##### Textauszug

WHO-Empfehlung:HIV sofort behandeln

Nach den neuesten Empfehlungen der WHO sollen HIV-Patienten unmittelbar nach der Diagnose Medikamente bekommen. Deutschland hinkt in dieser Hinsicht noch hinterher.

Von Kai Kupferschmidt

Die Weltgesundheitsorganisation WHO empfiehlt erstmals allen HIV-infizierten Menschen, so schnell wie möglich Medikamente zu nehmen. Die Empfehlung ist Teil einer neuen Strategie mit dem Ziel, die Ausbreitung des Virus zu stoppen. Weltweit gibt es etwa 37 Millionen Menschen, die mit HIV infiziert sind. Was früher ein Todesurteil war, lässt sich heute meist gut behandeln. Eine Kombination mehrerer Wirkstoffe unterdrückt das Virus so weit, dass es im Blut nicht mehr nachweisbar ist und kann so den Ausbruch von Aids verhindern. Zudem empfiehlt die WHO, dass alle Menschen mit hohem Infektionsrisiko Zugang zu Medikamenten erhalten, die eine Ansteckung verhindern können.

##########

=== Arbeitsauftrag ===
Wie könnte der Artikel über die WHO-Empfehlung zur sofortigen HIV-Behandlung weitergehen? Setze ihn nach seinem letzten Satz fort.

##### Bereitgestellte Daten

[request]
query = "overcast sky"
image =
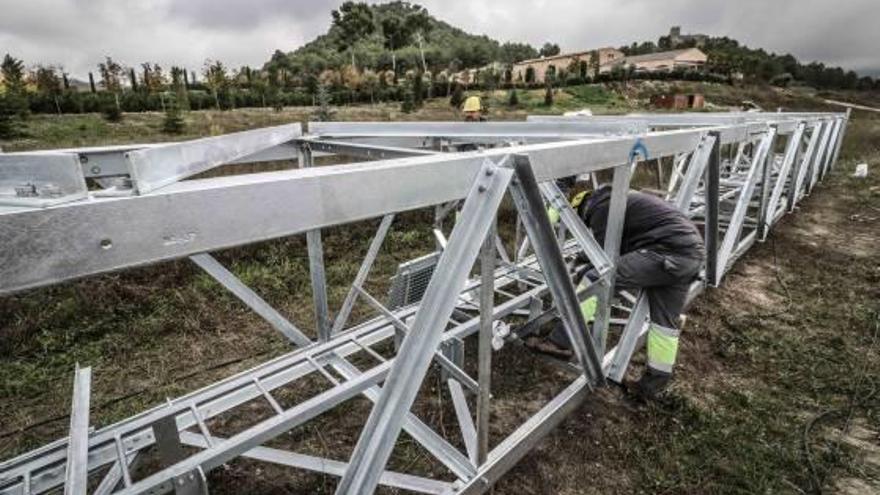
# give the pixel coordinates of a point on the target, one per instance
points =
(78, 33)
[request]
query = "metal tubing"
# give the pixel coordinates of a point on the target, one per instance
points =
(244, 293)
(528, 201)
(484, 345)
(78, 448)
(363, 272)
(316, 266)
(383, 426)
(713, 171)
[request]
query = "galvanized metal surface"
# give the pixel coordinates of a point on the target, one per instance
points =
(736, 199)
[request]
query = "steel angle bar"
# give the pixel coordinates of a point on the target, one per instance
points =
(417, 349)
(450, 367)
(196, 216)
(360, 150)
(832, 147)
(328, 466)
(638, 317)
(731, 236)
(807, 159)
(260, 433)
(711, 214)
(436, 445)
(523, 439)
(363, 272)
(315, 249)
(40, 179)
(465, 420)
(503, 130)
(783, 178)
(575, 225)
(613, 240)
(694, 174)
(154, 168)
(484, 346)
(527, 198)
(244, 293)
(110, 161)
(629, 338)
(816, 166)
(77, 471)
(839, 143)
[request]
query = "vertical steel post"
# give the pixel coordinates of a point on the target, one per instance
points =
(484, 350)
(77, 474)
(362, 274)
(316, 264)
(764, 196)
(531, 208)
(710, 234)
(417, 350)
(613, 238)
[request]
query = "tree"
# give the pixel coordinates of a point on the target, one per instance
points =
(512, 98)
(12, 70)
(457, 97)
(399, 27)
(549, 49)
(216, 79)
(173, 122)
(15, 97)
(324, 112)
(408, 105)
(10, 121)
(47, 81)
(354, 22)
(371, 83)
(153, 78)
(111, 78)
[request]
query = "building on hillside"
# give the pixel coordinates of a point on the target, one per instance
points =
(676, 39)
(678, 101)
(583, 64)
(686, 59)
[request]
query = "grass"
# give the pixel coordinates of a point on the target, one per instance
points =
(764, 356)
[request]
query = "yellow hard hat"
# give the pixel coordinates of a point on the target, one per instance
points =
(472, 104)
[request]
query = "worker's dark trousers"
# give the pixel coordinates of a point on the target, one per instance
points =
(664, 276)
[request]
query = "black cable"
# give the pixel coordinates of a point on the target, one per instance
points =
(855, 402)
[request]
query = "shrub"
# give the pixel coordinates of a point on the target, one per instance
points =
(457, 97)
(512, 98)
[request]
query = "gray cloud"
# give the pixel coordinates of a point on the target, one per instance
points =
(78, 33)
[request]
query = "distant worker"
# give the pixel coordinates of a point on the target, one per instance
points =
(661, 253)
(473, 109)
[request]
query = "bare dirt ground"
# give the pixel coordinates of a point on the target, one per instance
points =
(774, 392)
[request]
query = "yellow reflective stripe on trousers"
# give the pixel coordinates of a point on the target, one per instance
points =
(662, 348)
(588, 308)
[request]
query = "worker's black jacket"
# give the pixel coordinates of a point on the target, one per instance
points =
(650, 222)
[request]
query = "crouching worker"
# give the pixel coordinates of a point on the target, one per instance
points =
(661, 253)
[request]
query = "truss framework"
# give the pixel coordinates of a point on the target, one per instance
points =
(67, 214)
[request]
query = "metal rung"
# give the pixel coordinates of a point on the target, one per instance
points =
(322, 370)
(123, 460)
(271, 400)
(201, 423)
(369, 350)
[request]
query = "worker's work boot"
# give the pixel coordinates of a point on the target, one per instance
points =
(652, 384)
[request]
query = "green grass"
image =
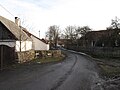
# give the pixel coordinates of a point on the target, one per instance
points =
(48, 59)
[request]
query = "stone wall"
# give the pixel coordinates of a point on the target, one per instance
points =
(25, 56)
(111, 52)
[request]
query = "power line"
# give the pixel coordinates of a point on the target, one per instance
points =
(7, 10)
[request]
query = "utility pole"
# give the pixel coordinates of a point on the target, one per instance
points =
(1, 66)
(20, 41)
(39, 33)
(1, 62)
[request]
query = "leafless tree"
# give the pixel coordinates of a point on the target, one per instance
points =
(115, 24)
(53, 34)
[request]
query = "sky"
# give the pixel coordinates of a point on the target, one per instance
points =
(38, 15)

##########
##### Bereitgestellte Daten

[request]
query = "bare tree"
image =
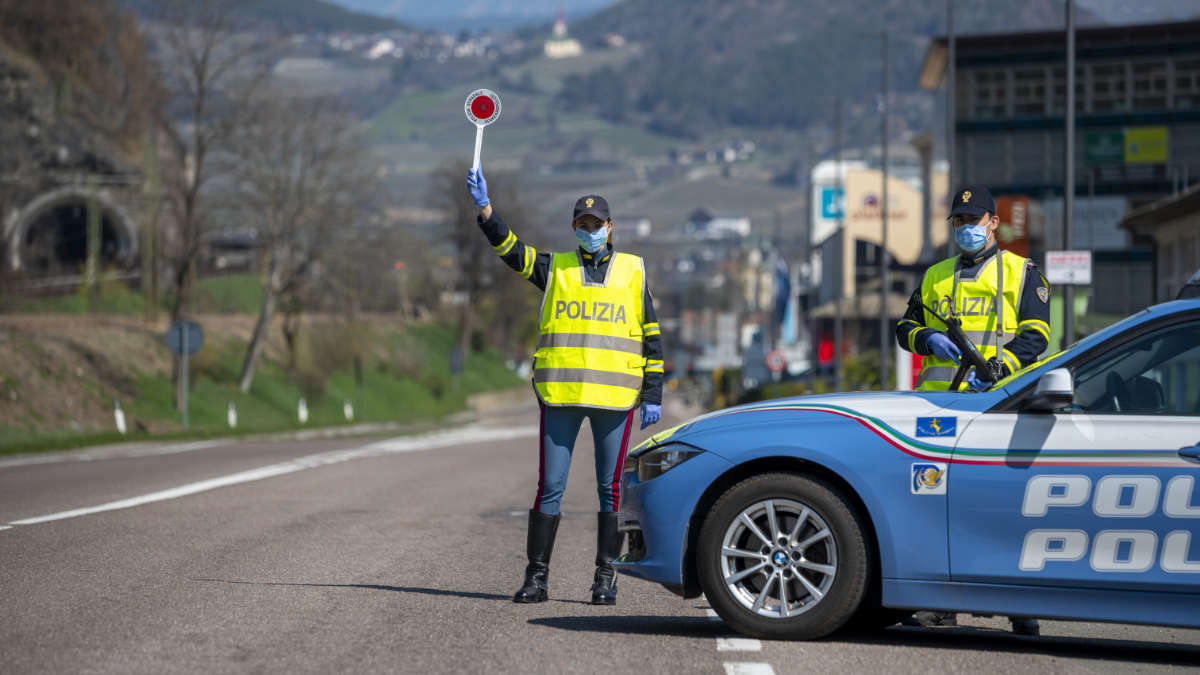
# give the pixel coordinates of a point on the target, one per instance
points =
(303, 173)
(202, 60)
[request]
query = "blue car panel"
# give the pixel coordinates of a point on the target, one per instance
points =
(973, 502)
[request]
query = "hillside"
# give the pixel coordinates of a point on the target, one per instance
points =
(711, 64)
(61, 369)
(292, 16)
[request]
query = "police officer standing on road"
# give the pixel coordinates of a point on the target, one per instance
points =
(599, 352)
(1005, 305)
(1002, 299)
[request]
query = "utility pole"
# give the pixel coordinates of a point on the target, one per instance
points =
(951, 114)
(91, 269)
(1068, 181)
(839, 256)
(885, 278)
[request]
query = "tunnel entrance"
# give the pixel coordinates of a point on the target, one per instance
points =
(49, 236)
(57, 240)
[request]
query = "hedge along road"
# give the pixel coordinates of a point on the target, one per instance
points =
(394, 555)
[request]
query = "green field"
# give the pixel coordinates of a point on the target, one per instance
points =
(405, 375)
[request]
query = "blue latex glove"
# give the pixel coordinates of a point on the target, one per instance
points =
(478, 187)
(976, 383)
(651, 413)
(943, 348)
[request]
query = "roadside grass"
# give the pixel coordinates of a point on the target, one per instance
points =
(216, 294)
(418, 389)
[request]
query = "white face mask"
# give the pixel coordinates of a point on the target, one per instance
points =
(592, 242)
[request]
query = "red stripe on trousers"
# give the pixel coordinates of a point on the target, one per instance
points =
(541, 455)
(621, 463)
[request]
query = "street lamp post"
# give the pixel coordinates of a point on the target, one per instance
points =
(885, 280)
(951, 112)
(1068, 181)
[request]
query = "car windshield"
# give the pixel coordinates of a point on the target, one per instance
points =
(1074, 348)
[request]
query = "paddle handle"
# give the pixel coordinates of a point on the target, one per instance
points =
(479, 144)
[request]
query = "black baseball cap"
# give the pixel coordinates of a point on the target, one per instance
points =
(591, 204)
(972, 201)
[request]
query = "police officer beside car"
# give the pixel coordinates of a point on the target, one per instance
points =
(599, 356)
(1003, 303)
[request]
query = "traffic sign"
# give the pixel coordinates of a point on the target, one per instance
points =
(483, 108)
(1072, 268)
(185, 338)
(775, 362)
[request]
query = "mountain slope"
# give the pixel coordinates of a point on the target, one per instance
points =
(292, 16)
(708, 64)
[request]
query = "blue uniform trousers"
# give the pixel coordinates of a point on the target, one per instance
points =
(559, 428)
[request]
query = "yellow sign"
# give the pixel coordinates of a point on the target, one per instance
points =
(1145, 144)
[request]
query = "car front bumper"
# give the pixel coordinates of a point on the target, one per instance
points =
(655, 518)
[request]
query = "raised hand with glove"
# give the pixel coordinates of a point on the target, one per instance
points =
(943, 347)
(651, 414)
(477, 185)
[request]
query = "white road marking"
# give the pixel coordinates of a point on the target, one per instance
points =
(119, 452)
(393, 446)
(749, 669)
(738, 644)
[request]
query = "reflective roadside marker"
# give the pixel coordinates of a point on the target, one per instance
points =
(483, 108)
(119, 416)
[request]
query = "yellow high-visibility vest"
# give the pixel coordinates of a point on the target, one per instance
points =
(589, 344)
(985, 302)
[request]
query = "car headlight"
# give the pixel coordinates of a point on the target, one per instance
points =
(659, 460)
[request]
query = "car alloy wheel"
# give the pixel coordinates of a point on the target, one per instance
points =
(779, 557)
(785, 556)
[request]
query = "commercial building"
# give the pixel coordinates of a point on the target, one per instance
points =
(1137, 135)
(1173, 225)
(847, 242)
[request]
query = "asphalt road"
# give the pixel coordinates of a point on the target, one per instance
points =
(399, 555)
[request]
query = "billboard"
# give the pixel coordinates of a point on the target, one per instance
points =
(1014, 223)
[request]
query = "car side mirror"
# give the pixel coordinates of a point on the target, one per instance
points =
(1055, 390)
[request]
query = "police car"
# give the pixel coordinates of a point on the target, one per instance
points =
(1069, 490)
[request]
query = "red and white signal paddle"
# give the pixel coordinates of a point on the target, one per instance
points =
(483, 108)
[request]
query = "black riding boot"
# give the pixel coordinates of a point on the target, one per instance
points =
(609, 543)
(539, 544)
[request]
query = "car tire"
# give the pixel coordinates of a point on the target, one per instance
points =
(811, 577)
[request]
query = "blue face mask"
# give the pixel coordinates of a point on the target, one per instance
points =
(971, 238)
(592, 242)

##########
##### Bereitgestellte Daten

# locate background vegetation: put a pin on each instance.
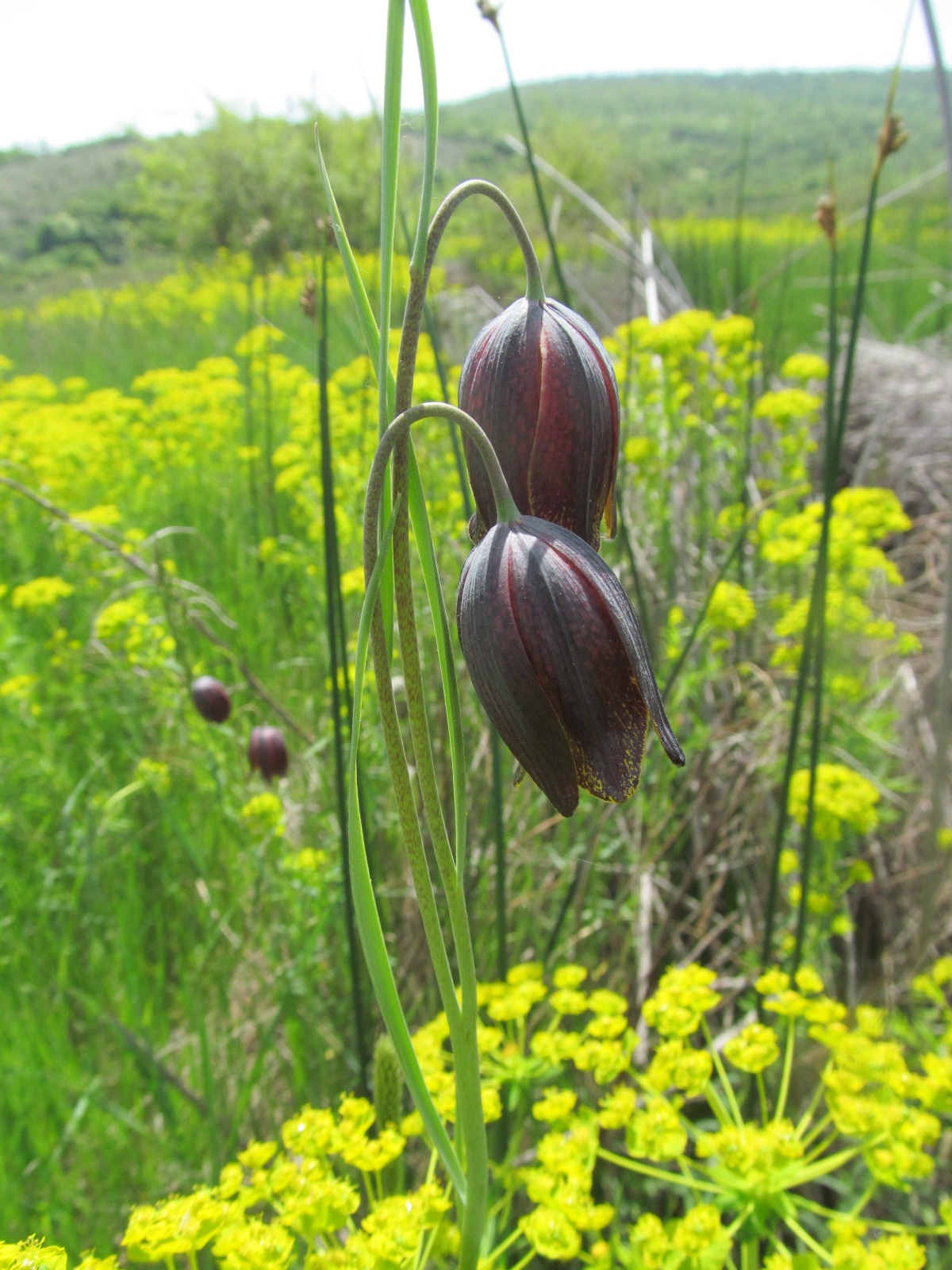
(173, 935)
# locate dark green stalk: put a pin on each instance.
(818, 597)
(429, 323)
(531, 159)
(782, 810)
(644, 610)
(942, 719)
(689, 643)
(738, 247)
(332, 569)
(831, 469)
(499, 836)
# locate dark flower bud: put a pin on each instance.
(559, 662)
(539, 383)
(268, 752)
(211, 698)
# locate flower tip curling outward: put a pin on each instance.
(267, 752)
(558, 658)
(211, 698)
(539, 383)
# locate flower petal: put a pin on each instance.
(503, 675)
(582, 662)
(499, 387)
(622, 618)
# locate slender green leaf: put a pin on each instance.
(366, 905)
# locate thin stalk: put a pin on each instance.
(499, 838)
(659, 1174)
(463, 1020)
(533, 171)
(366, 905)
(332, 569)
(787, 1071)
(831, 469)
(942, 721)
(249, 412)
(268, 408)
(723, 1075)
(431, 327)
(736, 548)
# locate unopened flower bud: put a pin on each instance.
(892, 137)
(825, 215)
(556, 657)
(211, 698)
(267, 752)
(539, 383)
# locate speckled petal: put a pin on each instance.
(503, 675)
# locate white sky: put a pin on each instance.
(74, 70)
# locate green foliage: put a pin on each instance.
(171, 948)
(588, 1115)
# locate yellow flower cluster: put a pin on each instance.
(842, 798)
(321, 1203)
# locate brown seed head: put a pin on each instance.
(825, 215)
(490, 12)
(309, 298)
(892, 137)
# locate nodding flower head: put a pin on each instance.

##########

=== Antwort ===
Wann genau HIV-Infizierte anfangen sollten, die Medikamente zu nehmen, ist eine schwierige Abwägung. Auf der einen Seite gibt es immer mehr Studien, die zeigen, dass Menschen, die früher mit einer Therapie beginnen, länger leben und seltener an schweren Krankheiten wie Tuberkulose erkranken. Zudem wird das Risiko, andere anzustecken, drastisch reduziert. Andererseits ist es kaum möglich abzuschätzen, welche Nebenwirkungen die Medikamente über Jahrzehnte haben könnten. Bisher hatte die WHO empfohlen, erst dann mit der HIV-Therapie zu beginnen, wenn die Zahl der T-Helferzellen, also diejenigen Zellen des Immunsystems, die das Virus angreifen, bei einem Patienten unter 500 pro Mikroliter Blut sinkt.

Die neue Empfehlung, Infizierte sofort zu behandeln, sei überfällig gewesen, sagt der HIV-Forscher Norbert Brockmeyer von der Ruhr-Universität Bochum. "Wir haben schon seit einigen Jahren Daten, dass es sinnvoll ist, sofort mit der Therapie zu beginnen."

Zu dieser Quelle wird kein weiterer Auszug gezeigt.